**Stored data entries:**

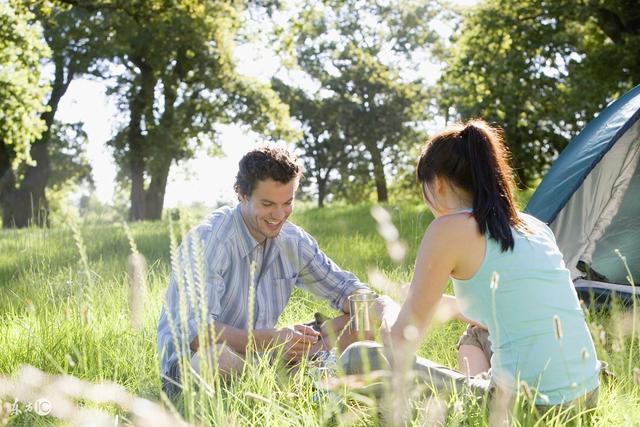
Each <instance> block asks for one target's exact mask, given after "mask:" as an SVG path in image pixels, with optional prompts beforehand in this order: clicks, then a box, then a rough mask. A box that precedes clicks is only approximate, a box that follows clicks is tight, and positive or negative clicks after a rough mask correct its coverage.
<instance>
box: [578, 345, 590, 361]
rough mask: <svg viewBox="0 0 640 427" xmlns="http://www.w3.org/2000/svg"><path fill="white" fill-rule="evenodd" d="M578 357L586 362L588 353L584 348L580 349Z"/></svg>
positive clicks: (585, 349)
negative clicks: (584, 360)
mask: <svg viewBox="0 0 640 427" xmlns="http://www.w3.org/2000/svg"><path fill="white" fill-rule="evenodd" d="M580 357H582V360H586V359H588V358H589V352H588V351H587V349H586V348H584V347H582V350H581V351H580Z"/></svg>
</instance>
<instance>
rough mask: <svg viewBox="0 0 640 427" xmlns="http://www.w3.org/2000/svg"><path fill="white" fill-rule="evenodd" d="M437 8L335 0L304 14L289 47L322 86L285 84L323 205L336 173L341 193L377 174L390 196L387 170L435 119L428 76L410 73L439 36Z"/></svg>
mask: <svg viewBox="0 0 640 427" xmlns="http://www.w3.org/2000/svg"><path fill="white" fill-rule="evenodd" d="M434 14H435V10H434V9H432V8H431V7H430V6H428V5H425V4H424V3H420V2H395V1H392V2H387V3H384V4H382V3H371V2H363V1H356V0H335V1H328V2H320V1H317V2H307V3H305V5H304V6H303V8H302V10H301V11H300V13H299V15H296V17H295V23H294V24H291V25H290V32H289V33H287V34H286V37H285V41H286V43H285V46H289V47H290V50H291V54H292V61H291V62H293V63H294V64H296V67H297V68H298V69H299V70H301V71H302V72H303V73H304V74H305V75H306V76H307V78H308V79H310V80H311V82H312V83H311V85H312V86H315V87H314V88H300V87H298V88H292V89H290V90H285V88H284V85H283V83H282V82H280V84H279V85H278V87H280V93H281V96H283V97H284V99H285V100H286V101H287V102H288V103H289V105H290V107H291V109H292V113H293V114H294V115H295V116H296V117H297V118H298V120H300V122H301V123H302V124H303V129H304V132H306V134H305V137H304V138H303V139H302V141H301V142H300V143H299V147H300V149H301V151H302V153H303V157H305V158H306V159H307V164H308V165H309V166H310V167H311V169H312V171H313V172H312V173H311V175H312V177H313V178H314V180H315V183H316V185H317V186H318V190H319V192H320V193H321V194H320V197H319V199H320V200H319V203H320V204H322V203H323V198H324V195H325V193H326V188H327V185H329V184H330V182H329V180H330V179H331V178H332V177H333V180H334V181H335V184H337V185H334V188H335V189H336V190H337V191H341V190H345V188H348V187H350V186H353V185H355V186H357V187H359V188H361V187H362V186H363V185H362V184H366V186H368V185H369V183H370V181H371V179H372V180H373V183H374V185H375V191H376V194H377V199H378V201H380V202H385V201H387V200H388V189H387V186H388V182H387V180H388V178H387V174H388V172H389V170H390V169H392V168H393V167H394V166H396V162H398V161H399V160H400V159H401V158H402V153H403V152H404V151H406V150H407V147H410V146H411V145H413V144H415V143H417V141H418V140H420V139H421V135H422V134H421V132H419V126H418V125H419V124H420V123H421V122H422V121H424V120H426V119H427V117H428V114H427V108H426V104H427V96H426V90H425V87H424V82H423V81H422V80H421V79H420V77H418V76H417V75H416V73H415V70H413V71H414V72H407V71H408V70H409V69H410V67H411V65H412V59H413V58H412V55H413V54H414V53H415V51H416V50H418V49H425V47H428V45H429V44H430V43H434V42H435V40H436V36H435V34H434V33H433V32H432V30H430V28H429V20H430V19H431V18H432V17H433V15H434ZM409 71H411V70H409ZM403 72H404V73H403ZM332 172H334V173H333V174H332ZM359 193H360V194H363V192H362V191H359ZM351 195H353V193H352V194H351Z"/></svg>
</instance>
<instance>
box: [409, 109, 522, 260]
mask: <svg viewBox="0 0 640 427" xmlns="http://www.w3.org/2000/svg"><path fill="white" fill-rule="evenodd" d="M417 175H418V181H419V182H421V183H423V184H424V183H429V182H431V180H432V179H433V177H435V176H440V177H444V178H447V179H448V180H449V181H451V182H452V183H453V184H455V185H456V186H458V187H459V188H461V189H464V190H465V191H467V192H469V193H470V194H471V195H472V196H473V216H474V217H475V219H476V221H477V223H478V227H479V229H480V232H481V233H482V234H485V233H486V232H488V233H489V235H490V236H491V237H492V238H493V239H495V240H497V241H498V242H499V243H500V246H501V248H502V250H503V251H507V250H510V249H513V246H514V239H513V234H512V232H511V227H516V228H519V229H521V230H524V229H526V227H525V226H524V223H523V222H522V220H521V219H520V217H519V216H518V211H517V209H516V206H515V202H514V200H513V190H514V187H515V185H514V181H513V175H512V172H511V168H510V167H509V164H508V155H507V151H506V149H505V147H504V144H503V142H502V136H501V134H500V132H499V131H498V130H497V129H494V128H492V127H491V126H489V125H488V124H487V123H486V122H484V121H482V120H473V121H470V122H468V123H466V124H459V125H456V126H454V127H452V128H449V129H447V130H445V131H443V132H441V133H439V134H438V135H436V136H434V137H433V138H432V139H431V141H430V142H429V143H428V144H427V146H426V148H425V150H423V152H422V154H421V156H420V159H419V160H418V170H417Z"/></svg>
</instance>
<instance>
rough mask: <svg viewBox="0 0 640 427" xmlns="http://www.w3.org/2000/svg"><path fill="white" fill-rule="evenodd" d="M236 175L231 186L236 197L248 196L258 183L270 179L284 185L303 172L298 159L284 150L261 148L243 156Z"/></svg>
mask: <svg viewBox="0 0 640 427" xmlns="http://www.w3.org/2000/svg"><path fill="white" fill-rule="evenodd" d="M238 166H239V168H238V175H236V182H235V184H234V185H233V188H234V190H235V191H236V193H238V195H242V194H244V195H247V196H250V195H251V193H253V190H254V189H255V188H256V186H257V185H258V181H263V180H265V179H268V178H271V179H272V180H274V181H277V182H281V183H283V184H286V183H288V182H290V181H291V180H292V179H294V178H298V177H300V176H301V175H302V173H303V172H304V170H303V167H302V165H301V164H300V163H299V162H298V159H297V158H296V157H295V156H294V155H293V154H291V153H289V152H288V151H287V150H285V149H284V148H279V147H275V146H263V147H260V148H257V149H255V150H251V151H249V152H248V153H247V154H245V155H244V156H243V157H242V159H240V163H239V164H238Z"/></svg>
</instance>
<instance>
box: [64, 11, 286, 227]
mask: <svg viewBox="0 0 640 427" xmlns="http://www.w3.org/2000/svg"><path fill="white" fill-rule="evenodd" d="M74 3H75V4H77V5H81V6H83V7H88V8H93V9H96V10H102V11H104V12H105V13H106V12H107V11H109V12H110V13H112V14H113V15H114V16H115V19H116V20H117V24H116V27H117V28H116V31H115V33H114V38H113V40H112V43H113V45H114V47H115V54H114V56H113V62H114V63H115V64H116V65H117V66H119V67H120V68H121V69H123V70H124V72H122V73H120V74H118V76H117V79H116V84H115V85H114V87H113V89H112V93H113V94H115V95H116V96H118V97H119V100H120V102H119V105H120V106H121V109H122V112H123V113H124V114H126V115H127V120H126V124H123V126H122V127H121V129H120V130H119V131H118V132H117V134H116V135H115V136H114V138H113V139H112V140H111V141H110V144H111V146H112V147H113V148H114V154H115V157H116V161H117V163H118V165H119V166H120V168H121V171H122V175H121V176H126V177H127V178H128V182H129V183H130V200H131V209H130V219H131V220H142V219H158V218H160V216H161V214H162V208H163V203H164V193H165V188H166V183H167V177H168V174H169V170H170V167H171V165H172V164H173V163H177V162H179V161H181V160H184V159H188V158H191V157H192V156H193V155H194V152H195V149H196V147H197V146H199V145H201V144H205V143H206V144H209V147H210V148H211V151H212V152H215V151H216V149H217V148H218V145H217V141H216V133H215V125H216V124H218V123H231V122H234V123H238V122H240V123H244V124H245V125H247V126H248V127H250V128H251V129H253V130H255V131H258V132H263V133H268V134H269V135H271V136H272V137H274V138H279V137H283V138H288V137H289V134H290V132H291V130H290V129H288V128H287V126H286V123H287V120H288V114H287V110H286V107H285V106H284V105H282V104H281V103H280V102H279V100H278V98H277V96H276V95H275V93H274V92H273V91H272V90H271V89H270V88H269V86H268V85H265V84H260V83H258V82H257V81H254V80H252V79H249V78H245V77H243V76H241V75H240V74H238V72H237V70H236V69H235V66H234V59H233V55H232V50H233V45H234V37H235V35H236V34H237V31H238V29H239V27H240V25H241V24H242V19H241V18H242V15H241V14H242V11H243V9H244V5H243V3H241V2H227V1H196V0H175V1H171V2H165V1H160V0H152V1H136V2H125V1H120V2H111V1H78V2H74ZM109 72H110V70H109V69H107V70H105V73H109Z"/></svg>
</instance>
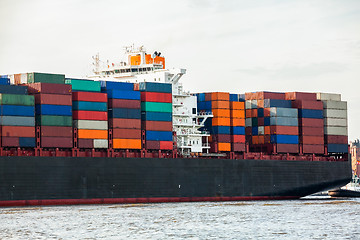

**ACTIVITY:** Write out, word for word, the lines from the start of the data through the one holding "box: [578, 345, 590, 361]". Omit pictures.

**ANSWER BOX:**
Each <instance> block asks for one target's exact mask, given after "mask:" as an SVG path in image pixels, with optional prompts beforehand in this order: clicks, then a box, then a rough mask. A box that precedes clicks is only approximate, a box that follows clicks is tight, and positive or negative clicks after a rough mask correct its coverage.
<instance>
box: [578, 345, 590, 361]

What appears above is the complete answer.